■ WHAT TO WORK ON: Please repeat every record exactly, leaving out any pictures.

■ MATERIAL FOR THE TASK:
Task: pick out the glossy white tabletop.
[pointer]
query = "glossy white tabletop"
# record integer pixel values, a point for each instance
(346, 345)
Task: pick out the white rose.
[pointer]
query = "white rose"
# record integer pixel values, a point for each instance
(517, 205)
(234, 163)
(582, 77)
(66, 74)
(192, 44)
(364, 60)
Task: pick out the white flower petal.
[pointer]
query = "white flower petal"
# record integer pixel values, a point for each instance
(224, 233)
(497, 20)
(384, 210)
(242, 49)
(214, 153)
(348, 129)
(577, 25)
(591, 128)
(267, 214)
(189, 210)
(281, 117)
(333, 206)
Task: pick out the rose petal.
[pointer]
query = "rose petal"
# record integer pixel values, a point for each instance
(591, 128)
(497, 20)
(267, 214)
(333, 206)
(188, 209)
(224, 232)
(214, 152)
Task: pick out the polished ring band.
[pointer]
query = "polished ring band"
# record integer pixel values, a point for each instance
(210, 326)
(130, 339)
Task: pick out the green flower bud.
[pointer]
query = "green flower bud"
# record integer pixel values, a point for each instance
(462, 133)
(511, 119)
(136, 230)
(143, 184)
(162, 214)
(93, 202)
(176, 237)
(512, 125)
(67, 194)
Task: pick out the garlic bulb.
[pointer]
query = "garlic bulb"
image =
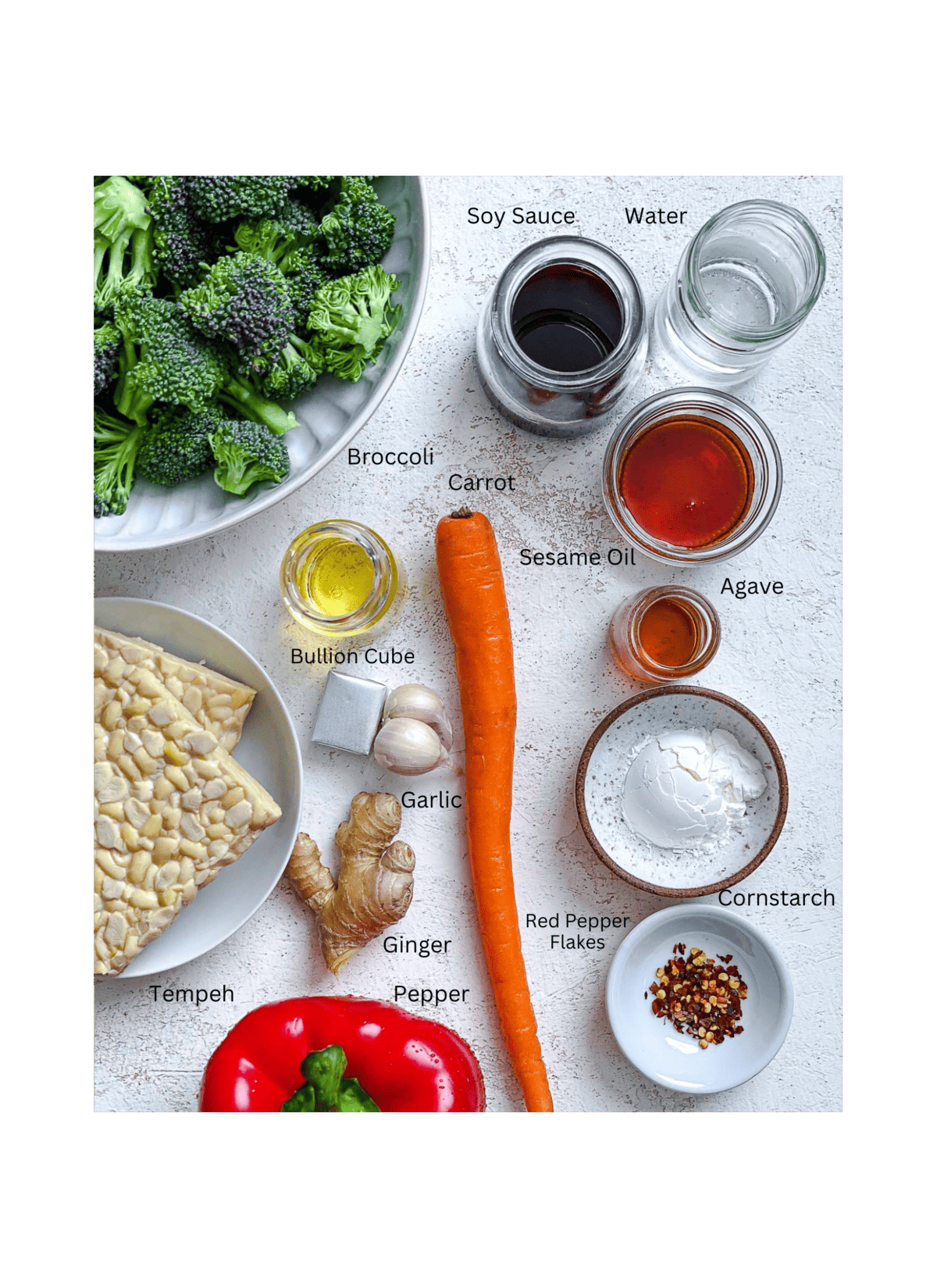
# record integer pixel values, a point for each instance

■ RESULT:
Task: pick out the glossy white tabletop.
[pointer]
query = "glossy white tabletop"
# record integer pixel values, a point for each instance
(346, 345)
Task: pick out the white rose.
[pointer]
query = "white rose"
# record integer pixel values, a point for each instance
(517, 205)
(234, 163)
(582, 77)
(66, 74)
(192, 44)
(364, 60)
Task: pick out the white flower petal.
[pointer]
query = "white flower petal"
# record integer pixel values, a point for each instance
(224, 233)
(497, 20)
(384, 210)
(242, 49)
(214, 153)
(348, 129)
(577, 25)
(591, 128)
(267, 214)
(189, 210)
(281, 117)
(333, 206)
Task: pick out the rose petal.
[pointer]
query = "rose petal"
# record integer pixel values, a point for each instance
(591, 128)
(497, 20)
(267, 214)
(333, 206)
(188, 209)
(224, 232)
(214, 152)
Task: pick out the polished ring band.
[pointer]
query = "polished ring band"
# record integer pixel values, a point for each instance
(210, 326)
(130, 339)
Task: pick out the green flower bud.
[pointer]
query = "green flower bud"
# record integer pixel values, a point for each instance
(462, 133)
(511, 119)
(136, 230)
(143, 184)
(162, 214)
(93, 202)
(176, 237)
(512, 125)
(67, 194)
Task: pick out the garlic bulb.
[pointer]
query = "garlic bulb"
image =
# record integer pixel values, a point for each instance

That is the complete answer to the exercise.